[Point localization data]
※

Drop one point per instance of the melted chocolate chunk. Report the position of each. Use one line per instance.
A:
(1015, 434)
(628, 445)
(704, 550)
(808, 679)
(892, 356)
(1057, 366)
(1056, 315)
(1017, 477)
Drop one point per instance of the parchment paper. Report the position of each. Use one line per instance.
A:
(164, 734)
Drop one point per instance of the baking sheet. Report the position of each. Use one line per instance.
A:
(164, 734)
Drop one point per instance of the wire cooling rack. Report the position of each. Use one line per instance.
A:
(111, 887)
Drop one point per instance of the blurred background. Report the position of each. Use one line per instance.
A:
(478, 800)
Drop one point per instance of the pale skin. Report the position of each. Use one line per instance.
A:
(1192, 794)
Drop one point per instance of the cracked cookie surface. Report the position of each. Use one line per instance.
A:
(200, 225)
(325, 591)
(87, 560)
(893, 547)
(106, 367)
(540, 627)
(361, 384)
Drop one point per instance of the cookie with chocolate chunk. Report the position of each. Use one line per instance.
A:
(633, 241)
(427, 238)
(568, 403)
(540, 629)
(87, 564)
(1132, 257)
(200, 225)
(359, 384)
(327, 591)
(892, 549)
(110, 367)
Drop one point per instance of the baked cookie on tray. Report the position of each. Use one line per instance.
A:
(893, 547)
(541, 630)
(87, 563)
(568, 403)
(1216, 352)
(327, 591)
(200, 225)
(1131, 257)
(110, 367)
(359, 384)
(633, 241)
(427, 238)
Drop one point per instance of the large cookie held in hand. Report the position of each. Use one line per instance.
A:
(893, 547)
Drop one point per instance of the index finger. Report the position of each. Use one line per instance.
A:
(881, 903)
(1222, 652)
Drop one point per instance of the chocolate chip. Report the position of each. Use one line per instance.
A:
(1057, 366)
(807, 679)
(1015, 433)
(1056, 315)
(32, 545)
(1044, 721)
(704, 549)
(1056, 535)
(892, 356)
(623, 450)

※

# Exercise
All of the entries above should be transcribed exactly, line for line.

# Response to the exercise
Drop one point per instance of the melted chocolate chunk. Report the position of each. Use one line per instance.
A:
(1015, 434)
(628, 445)
(704, 550)
(808, 679)
(892, 356)
(1057, 366)
(1056, 315)
(1017, 477)
Drop one point per instance of the parchment paper. Report the position of each. Use one line per instance.
A:
(164, 734)
Drop one point per instance of the baking sheet. Report the position of each. Use one line per instance.
A:
(164, 734)
Drop one point per instance of the wire cooling rack. Report the position of each. Use one line per instance.
A:
(111, 887)
Drop one point per instance of the blurred background. Report the position of each. Use one line per instance.
A:
(478, 800)
Drop one point per instance of the pale skin. Report the position of each. Use one line per instance.
A:
(1192, 794)
Drop one point per instance of the cracked cookie surface. Report the position of each. Use one line per instance.
A:
(200, 225)
(325, 591)
(87, 560)
(893, 547)
(106, 367)
(540, 627)
(361, 384)
Drop one point per instance of the cookie with chocolate chunk. Report the position of each. Use one line per instance.
A:
(633, 241)
(427, 238)
(568, 403)
(540, 629)
(87, 564)
(1132, 257)
(200, 225)
(359, 384)
(327, 591)
(892, 549)
(110, 367)
Drop one point per instance of the baked cookie on tray. Report the position of each. Use one line per instance.
A:
(893, 547)
(541, 630)
(87, 563)
(568, 403)
(1216, 352)
(327, 591)
(200, 225)
(1131, 257)
(110, 367)
(359, 384)
(633, 241)
(427, 238)
Drop one point per instance of the large cookie held in hand. Report the position of each. Use one line per instance.
A:
(893, 547)
Drop one point per instance of the index finger. Report the position of each. Use one line per instance.
A:
(881, 903)
(1222, 652)
Drop one point per instance of the chocolate chip. Report the position of each. Use one line per instance.
A:
(1057, 366)
(807, 679)
(1015, 433)
(1056, 315)
(32, 545)
(1044, 721)
(704, 549)
(1056, 535)
(892, 356)
(623, 450)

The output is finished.